• _Provided material_:
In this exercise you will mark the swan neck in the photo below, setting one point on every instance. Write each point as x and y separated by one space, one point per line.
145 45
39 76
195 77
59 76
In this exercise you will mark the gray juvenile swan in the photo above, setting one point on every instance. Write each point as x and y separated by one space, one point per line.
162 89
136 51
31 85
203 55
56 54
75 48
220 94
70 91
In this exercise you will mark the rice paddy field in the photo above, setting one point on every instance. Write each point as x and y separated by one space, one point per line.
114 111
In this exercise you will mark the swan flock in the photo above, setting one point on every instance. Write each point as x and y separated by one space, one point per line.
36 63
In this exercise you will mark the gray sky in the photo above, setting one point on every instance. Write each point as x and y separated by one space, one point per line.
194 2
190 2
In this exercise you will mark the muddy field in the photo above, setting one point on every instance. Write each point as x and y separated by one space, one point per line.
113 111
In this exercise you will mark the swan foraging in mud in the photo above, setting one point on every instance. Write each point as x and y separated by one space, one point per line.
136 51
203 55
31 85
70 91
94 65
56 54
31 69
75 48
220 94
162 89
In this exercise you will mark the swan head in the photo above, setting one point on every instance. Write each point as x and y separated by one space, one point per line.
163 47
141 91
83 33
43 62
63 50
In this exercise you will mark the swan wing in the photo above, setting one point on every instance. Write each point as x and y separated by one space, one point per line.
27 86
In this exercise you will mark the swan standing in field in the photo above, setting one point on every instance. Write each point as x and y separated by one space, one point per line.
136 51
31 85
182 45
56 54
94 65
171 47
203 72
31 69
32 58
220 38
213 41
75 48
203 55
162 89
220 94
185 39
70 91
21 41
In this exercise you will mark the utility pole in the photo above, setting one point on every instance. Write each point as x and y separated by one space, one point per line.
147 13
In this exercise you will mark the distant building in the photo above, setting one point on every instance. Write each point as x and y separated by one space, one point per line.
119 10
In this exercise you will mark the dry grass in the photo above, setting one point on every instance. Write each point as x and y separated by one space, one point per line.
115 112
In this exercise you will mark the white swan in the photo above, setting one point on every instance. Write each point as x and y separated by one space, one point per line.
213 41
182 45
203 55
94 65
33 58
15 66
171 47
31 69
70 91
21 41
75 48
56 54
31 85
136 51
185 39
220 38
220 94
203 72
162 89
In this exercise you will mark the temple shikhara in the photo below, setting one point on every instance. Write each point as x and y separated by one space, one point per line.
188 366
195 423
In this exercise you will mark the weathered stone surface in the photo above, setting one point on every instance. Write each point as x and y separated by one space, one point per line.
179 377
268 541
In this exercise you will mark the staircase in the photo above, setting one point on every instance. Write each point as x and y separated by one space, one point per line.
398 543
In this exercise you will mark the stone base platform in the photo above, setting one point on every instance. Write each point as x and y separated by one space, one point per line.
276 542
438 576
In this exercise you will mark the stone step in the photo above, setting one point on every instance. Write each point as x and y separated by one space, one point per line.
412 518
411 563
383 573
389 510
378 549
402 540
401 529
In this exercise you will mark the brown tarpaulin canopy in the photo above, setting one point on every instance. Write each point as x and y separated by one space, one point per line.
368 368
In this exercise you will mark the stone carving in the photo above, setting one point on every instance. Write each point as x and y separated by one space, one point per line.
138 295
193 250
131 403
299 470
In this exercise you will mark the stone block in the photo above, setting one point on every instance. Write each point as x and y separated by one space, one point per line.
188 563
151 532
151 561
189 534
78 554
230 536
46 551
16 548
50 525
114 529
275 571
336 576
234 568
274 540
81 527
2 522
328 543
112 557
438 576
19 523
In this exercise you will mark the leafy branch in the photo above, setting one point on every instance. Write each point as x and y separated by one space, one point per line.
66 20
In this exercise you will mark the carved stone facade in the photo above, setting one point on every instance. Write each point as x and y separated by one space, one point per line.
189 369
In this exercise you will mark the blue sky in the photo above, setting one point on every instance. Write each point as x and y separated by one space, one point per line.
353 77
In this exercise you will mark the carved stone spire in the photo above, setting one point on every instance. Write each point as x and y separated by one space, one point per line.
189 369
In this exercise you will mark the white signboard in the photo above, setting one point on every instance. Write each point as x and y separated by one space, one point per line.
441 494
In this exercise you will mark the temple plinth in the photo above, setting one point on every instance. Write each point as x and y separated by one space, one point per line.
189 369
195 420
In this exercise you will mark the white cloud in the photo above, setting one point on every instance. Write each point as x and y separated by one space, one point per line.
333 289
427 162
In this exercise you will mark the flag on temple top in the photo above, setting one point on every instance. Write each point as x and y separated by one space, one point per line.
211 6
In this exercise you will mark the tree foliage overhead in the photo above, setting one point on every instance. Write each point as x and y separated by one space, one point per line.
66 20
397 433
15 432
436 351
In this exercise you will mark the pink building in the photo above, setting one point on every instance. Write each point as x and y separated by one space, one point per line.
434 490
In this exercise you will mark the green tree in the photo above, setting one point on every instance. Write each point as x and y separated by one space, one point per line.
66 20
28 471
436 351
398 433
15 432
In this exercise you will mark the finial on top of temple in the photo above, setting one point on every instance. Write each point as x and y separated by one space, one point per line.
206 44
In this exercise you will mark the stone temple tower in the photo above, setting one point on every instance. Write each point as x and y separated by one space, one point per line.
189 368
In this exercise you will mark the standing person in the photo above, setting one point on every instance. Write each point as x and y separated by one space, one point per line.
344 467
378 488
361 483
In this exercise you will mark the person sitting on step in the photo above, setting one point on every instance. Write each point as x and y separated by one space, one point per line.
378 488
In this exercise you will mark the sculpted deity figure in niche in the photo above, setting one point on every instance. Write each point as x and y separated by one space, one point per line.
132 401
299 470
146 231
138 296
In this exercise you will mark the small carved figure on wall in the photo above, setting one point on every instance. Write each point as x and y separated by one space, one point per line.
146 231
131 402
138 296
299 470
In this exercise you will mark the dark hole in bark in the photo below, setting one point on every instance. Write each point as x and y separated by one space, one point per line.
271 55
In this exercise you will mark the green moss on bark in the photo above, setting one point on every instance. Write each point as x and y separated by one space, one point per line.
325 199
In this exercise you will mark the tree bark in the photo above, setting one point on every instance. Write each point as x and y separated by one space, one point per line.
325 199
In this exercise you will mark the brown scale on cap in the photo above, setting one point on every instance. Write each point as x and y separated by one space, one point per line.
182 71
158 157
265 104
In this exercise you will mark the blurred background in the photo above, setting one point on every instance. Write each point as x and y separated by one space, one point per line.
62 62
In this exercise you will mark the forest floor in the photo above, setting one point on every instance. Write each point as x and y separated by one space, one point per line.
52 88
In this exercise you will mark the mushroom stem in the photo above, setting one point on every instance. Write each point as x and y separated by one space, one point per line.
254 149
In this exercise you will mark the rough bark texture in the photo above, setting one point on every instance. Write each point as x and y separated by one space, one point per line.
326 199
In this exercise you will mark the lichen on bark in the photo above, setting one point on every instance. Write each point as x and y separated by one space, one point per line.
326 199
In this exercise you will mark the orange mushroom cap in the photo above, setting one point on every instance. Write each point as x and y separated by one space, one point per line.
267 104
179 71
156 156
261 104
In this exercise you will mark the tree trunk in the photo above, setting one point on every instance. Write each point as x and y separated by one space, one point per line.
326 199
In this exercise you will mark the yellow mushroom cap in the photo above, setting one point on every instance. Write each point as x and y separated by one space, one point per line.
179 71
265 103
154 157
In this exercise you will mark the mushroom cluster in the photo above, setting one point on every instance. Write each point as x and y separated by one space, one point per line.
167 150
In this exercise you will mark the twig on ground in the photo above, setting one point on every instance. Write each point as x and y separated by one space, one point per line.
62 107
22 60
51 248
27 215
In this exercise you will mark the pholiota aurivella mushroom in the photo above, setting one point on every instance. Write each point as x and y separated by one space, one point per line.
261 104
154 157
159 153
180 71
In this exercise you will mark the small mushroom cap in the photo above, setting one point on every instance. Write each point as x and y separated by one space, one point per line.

• _What you have to do_:
Put down each entry again, unchanged and complete.

• _Result for this exercise_:
In this exercise you will mark the swan neck in the photo below, setting one point on every instance. Write each point as x and y separated by one space, one point per line.
145 45
39 76
195 77
59 76
In this exercise you will mark the gray juvenile swan in the photo above, setting one point on every instance. Write each point as x and y separated by one space, one point per line.
162 89
136 51
31 85
203 55
56 54
75 48
220 94
70 91
In this exercise you will mark the rice paddy field in the photo above, setting one point on every instance. Write each point as x and y separated by one space, one point per line.
114 111
In this exercise you will mark the swan flock in the photo above, setting one point on every instance. Write each point as x and y separated by one space, one point per line.
36 63
In this exercise you will mark the gray sky in the photo above, setting one point on every instance. Write each point as x and y separated by one space, one point per line.
194 2
190 2
In this exercise you will mark the muddy field in the photo above, setting one point on every instance. Write each point as x and y separated by one space, one point per line.
113 111
In this exercise you will mark the swan foraging in mud in the photo above, setting one point on every instance. Write each point as x and y separated by one space, one point per line.
136 51
203 55
31 85
70 91
94 65
56 54
31 69
75 48
220 94
162 89
In this exercise you will mark the swan head in the photo above, setting one point on every instance. Write each point as x and y separated by one space, one point per line.
163 47
141 91
83 33
43 62
63 50
In this exercise you will mark the swan wing in the photo above, setting one point on every instance. Write each point as x and y separated by one space, one point per line.
27 86
In this exercise you will mark the swan standing in field in the photo above, setting one point on every instance. Write each point as x and y separated by one space, one point per line.
136 51
31 85
182 45
56 54
94 65
171 47
203 72
31 69
32 58
220 38
213 41
75 48
203 55
162 89
220 94
185 39
70 91
21 41
In this exercise you will mark the utility pole in the photo above, setting one point on every instance. Write each point as x and y separated by one space, one point per line.
147 13
In this exercise you will mark the distant building in the photo above, setting one point on every instance. Write each point as x and y separated by one space, one point per line.
119 10
In this exercise you will mark the dry grass in the photo above, setting one point on every instance. Write each point as x and y separated by one space, one point per line.
115 112
In this exercise you will mark the white swan in the photo above, setting one point on every instance. Write each point as x and y separated by one space, one point per line.
213 41
182 45
203 55
94 65
33 58
15 66
171 47
31 69
70 91
21 41
75 48
56 54
31 85
136 51
185 39
220 38
220 94
203 72
162 89
In this exercise you will mark the temple shikhara in the photo below, setting one point on every instance. Write each point as x and y separated by one space, one point per line.
188 366
195 423
In this exercise you will mark the weathered stone surface in the photo above, setting one point on every instance. Write each point as x and y separated by one space, one point per line.
179 377
268 541
In this exercise you will mark the staircase in the photo above, setting one point on every instance. Write each point as x and y separated by one space, one point per line.
398 543
In this exercise you will mark the stone base platform in the photo above, setting one point on every instance. Write each point as x and y separated by one space, one point per line.
276 542
438 576
In this exercise you will mark the stone step in the photo above, setting one point on every instance. Write each point as x and y separated by one space, one point per line.
412 518
411 563
383 573
389 510
378 549
402 540
401 529
In this exercise you will mark the brown tarpaulin canopy in the photo above, setting one point on every instance. Write each point as x and y separated by one space, one point per line.
368 368
In this exercise you will mark the stone carving in the photo above, setting one point on every instance. Write each point as x and y separated by one space, one point per line.
138 295
193 250
131 403
299 470
In this exercise you will mark the stone block in the photo above, setting one point on every instance. Write each point as x and y separated by one space, one point per line.
188 563
151 532
151 561
189 534
78 554
230 536
46 551
16 548
50 525
114 529
275 571
336 576
234 568
274 540
81 527
2 522
328 543
112 557
438 576
19 523
In this exercise you will mark the leafy branch in the photo above, setting one point on every instance. Write each point as x and y separated by one space, one point per line.
66 20
In this exercise you will mark the carved stone facade in the photo above, setting one point on every instance. Write each point as x and y separated by one space, one point per line.
189 369
In this exercise you will mark the blue sky in the photo above, setting one point on every instance. Write each point as x and y separated by one space, one point per line.
353 77
In this exercise you will mark the carved stone spire in the photo above, setting one point on every instance. Write each point as x and y separated by one space, one point per line.
189 369
In this exercise you will mark the white signboard in the photo above, setting one point on every instance. Write each point as x and y separated by one space, one point per line.
441 494
In this exercise you will mark the temple plinth in the photo above, setting one point on every instance. Write each point as x and y separated by one space, one point per line.
189 369
195 420
In this exercise you will mark the white cloud in the photo above, setting one point on every instance. Write each point as x and y separated by one space, one point per line.
333 289
427 162
In this exercise you will mark the flag on temple top in the photo above, setting one point on every instance. Write each point as x and y separated by one space, one point per line.
211 6
In this exercise you will mark the tree foliage overhead in the photo above, setting one point on every instance. Write each point as x and y separated by one space, one point per line.
66 20
397 433
15 432
436 351
In this exercise you will mark the pink building in the photo above, setting one point on every instance. Write each point as x and y separated by one space, one point per line.
434 490
In this exercise you will mark the green tree in the photo above, setting one point on every instance. Write each point as x and y separated by one space, one point per line.
66 20
28 471
436 351
398 433
15 432
In this exercise you will mark the finial on top of temple in the photo above, setting one point on every instance. Write each point as x and y separated by one space, one point per line.
206 44
In this exercise you will mark the stone temple tower in the photo above, setting one point on every instance. Write each point as x and y separated by one space, one point per line.
189 368
In this exercise you will mark the standing person in the photo above, setting one point on every instance. Write each point as x and y separated by one space, one point per line.
344 467
378 488
361 483
In this exercise you will mark the person sitting on step in the photo above, setting one point on every instance. Write each point as x and y separated by one space, one point per line.
378 488
In this exercise you will mark the sculpted deity figure in niche in the photo above, setting one point on every instance. Write each point as x and y separated by one space, one point per line.
132 401
299 470
146 231
138 296
In this exercise you will mark the small carved figure on wall in the photo above, setting one point on every instance. Write each point as x and y separated by one space, one point per line.
146 231
131 402
138 296
299 470
In this exercise you will mark the dark hole in bark in the photo below, setting one point on every instance. Write each point as x and y separated by one space, one point per line.
271 55
In this exercise you will mark the green moss on bark in the photo above, setting one point on every instance. Write each point as x and y separated by one space, one point per line.
325 199
In this exercise you will mark the tree bark in the photo above, setting one point on every instance. Write each point as x and y separated by one space, one point per line.
325 199
In this exercise you will mark the brown scale on cap in the photo above, setting one point on every instance. Write each point as x and y separated by one space, one point per line.
182 71
158 157
265 104
In this exercise you will mark the blurred background in the photo above, setting one point on every instance. Write each point as x and y separated by one space, one point per line.
62 62
In this exercise you will mark the forest floor in the photo above, setting one point on every instance. Write each point as x and y separated by one space, one point per line.
52 88
In this exercise you will mark the mushroom stem in the photo above, setting one point on every instance. Write each point as x and y separated by one space, one point per line.
254 149
In this exercise you will mark the rough bark texture in the photo above, setting one point on every instance. Write each point as x and y separated by one space, one point per line.
326 199
In this exercise you will mark the lichen on bark in the photo above, setting one point on every instance. Write each point as x and y separated by one space, one point per line.
326 199
In this exercise you will mark the orange mushroom cap in the photo above, setting one point on every instance. Write each point as x and y separated by one space, one point per line.
267 104
179 71
156 156
261 104
In this exercise you will mark the tree trunk in the photo above, setting one point on every instance. Write each point as x and y separated by one space, one point per line.
326 199
In this exercise you will mark the yellow mushroom cap in the photo above, setting one point on every instance. Write each point as x and y separated by one space, one point per line.
179 71
265 103
154 157
In this exercise you will mark the mushroom cluster in the photo above, setting one point on every instance. Write each point as x and y separated by one space, one point per line.
167 150
In this exercise you will mark the twig on ground in the photo above, setting one point on every instance. Write each point as x and y separated by one space, one point per line.
62 107
22 60
51 248
27 215
In this exercise you will mark the pholiota aurivella mushroom in the photo above, setting one point on every instance. Write each point as x and y separated by one space, one point per line.
261 104
154 157
159 153
180 71
In this exercise you will mark the small mushroom cap in the photo above, setting one point on every instance. Write each point as x and y separated by one space, one point per line.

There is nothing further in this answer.